■ 提示文
* * *

●アンジェス(株):2021/01/19 11:11
通常国会が昨日18日に召集されました。首相演説の冒頭では「まずは安心を取り戻すため、深刻な状況にある新型コロナを一日も早く収束させる」と述べています。この取り組みの帰趨が菅政権の命運に直結していると言っても過言ではないと思います。
政府は、東京五輪開催を展望し、ファイザーやモデルナ、あるいはアストラゼネカ等の海外ワクチンの供与を得るために契約を結んできました。ファイザー社から国内承認申請が出されたこともあり、予定としては2月下旬からの接種が予定されている。だが、ファイザー社は世界各国と供給契約を結んでおり、その上、向こう3~4週間にわたり『出荷ペースを落とす』と発表したことも報じられており、菅首相が折衝に当たる事務方にハッパをかけたものの、予定通り日本へ供給されるかは未知数です。

* * *

保存済みデータ項目

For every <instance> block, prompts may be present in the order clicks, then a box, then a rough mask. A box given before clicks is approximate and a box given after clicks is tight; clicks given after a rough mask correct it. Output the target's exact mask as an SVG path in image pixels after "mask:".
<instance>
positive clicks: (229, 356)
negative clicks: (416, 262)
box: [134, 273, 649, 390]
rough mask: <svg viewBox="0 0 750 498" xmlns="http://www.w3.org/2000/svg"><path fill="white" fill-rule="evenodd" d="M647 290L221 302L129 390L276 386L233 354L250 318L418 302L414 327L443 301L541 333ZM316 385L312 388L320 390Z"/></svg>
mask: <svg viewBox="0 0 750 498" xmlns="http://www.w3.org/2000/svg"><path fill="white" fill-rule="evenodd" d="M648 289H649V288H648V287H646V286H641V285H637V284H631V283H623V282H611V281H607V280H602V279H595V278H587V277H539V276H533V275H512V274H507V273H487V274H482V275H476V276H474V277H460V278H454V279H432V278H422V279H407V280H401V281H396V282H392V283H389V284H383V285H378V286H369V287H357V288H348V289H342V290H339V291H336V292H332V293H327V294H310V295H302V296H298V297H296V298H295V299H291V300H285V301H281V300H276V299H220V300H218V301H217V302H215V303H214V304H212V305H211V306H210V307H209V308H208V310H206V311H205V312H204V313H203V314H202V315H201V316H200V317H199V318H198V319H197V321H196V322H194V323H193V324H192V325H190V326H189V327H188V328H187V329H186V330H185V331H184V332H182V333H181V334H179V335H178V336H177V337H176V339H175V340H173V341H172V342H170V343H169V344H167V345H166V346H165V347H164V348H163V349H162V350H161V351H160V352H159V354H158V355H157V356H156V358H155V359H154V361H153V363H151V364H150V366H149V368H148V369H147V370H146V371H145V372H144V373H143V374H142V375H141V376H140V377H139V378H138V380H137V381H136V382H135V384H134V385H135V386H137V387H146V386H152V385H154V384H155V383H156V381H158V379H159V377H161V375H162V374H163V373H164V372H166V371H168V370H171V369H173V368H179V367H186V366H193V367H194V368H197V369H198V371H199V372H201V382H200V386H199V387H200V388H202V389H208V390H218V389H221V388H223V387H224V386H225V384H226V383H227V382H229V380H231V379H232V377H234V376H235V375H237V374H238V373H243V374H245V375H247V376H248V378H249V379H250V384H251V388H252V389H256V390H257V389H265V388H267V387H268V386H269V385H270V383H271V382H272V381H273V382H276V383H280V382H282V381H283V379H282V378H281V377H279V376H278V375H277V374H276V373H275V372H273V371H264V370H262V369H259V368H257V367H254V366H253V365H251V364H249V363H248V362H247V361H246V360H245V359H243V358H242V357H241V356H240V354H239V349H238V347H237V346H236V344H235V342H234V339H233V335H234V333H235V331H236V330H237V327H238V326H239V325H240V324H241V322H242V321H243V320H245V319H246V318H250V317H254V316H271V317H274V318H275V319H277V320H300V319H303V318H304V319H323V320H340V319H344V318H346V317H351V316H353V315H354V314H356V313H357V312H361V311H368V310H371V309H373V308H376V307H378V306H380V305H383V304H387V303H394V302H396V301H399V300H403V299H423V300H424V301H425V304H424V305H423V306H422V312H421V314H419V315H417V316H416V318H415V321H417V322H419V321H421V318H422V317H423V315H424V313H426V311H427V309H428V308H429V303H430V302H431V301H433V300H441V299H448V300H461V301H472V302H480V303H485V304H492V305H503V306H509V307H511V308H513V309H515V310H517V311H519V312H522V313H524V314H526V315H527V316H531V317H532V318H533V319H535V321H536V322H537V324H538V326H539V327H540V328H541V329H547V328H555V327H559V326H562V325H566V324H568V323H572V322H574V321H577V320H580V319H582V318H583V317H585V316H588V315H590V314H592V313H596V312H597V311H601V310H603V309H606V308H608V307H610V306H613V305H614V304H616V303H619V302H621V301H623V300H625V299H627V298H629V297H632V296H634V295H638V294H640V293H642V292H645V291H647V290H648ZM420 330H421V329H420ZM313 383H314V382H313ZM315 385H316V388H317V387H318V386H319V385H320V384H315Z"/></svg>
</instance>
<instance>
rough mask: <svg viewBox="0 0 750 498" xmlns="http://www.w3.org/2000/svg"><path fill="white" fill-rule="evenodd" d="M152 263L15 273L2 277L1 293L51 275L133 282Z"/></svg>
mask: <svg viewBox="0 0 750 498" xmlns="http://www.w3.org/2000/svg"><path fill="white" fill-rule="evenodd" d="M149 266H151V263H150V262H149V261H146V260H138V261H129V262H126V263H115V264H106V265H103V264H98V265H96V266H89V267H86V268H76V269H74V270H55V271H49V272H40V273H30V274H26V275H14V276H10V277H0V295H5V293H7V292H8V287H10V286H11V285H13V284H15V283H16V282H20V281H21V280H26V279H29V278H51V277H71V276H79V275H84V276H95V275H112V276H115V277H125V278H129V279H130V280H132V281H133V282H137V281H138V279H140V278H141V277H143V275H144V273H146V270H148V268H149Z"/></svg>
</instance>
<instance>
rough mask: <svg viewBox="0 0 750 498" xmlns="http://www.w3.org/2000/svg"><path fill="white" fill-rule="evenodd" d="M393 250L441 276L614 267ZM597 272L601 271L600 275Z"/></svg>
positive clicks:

* * *

■ 作業指示
**1.** ワクチン供給をめぐる提示文について、次の問いに答えてください。
(a) 通常国会が召集されたのは何日ですか。
(b) 国内承認申請を出したのはどの会社ですか。
(c) ファイザー社は、向こう何週間にわたり出荷ペースを落とすと発表したと報じられていますか。
**2.** ワクチン供給をめぐる提示文を、最後の文の後から書き継いでください。

■ 解答一覧
**1.**
(a) 18日
(b) ファイザー社
(c) 3~4週間

**2.**
では、国産ワクチンの進捗状況はどうなっているのか。
第1/2相臨床試験の治験結果は「当初の見込み以上に、有効性としての免疫原性の分析に時間を要している為、データが揃い次第、発表させていただく予定です」となっているが、安全性が確認できるので、第2/3総臨床試験は関西・関東の8施設で治験が実施されています。
この500名規模の第2/3相臨床試験は、第1/2相試験での用法用量における安全性、免疫原性を、症例数を増やして評価しつつ、ワクチンの最適な用法容量を確定する後期第2相の内容を含みつつも、新型コロナウイルス感染症(COVID-19)発症予防効果を検証するプラセボ対照の500名規模の第3相比較試験を実施するものです。したがって、この第2/3相臨床試験の終了を区切りとして、ワクチンの安全性及び有効性が確認されれば、国内承認基準は確保されるので、国の主権として特例的早期承認は可能なのです。それは、WHOでも認められていることなのです。
しかし、ワクチンを世界的規模で供与していく場合には国内基準より承認基準が厳しく、治験者数も1万人から数万人規模の臨床試験が必要になるのです。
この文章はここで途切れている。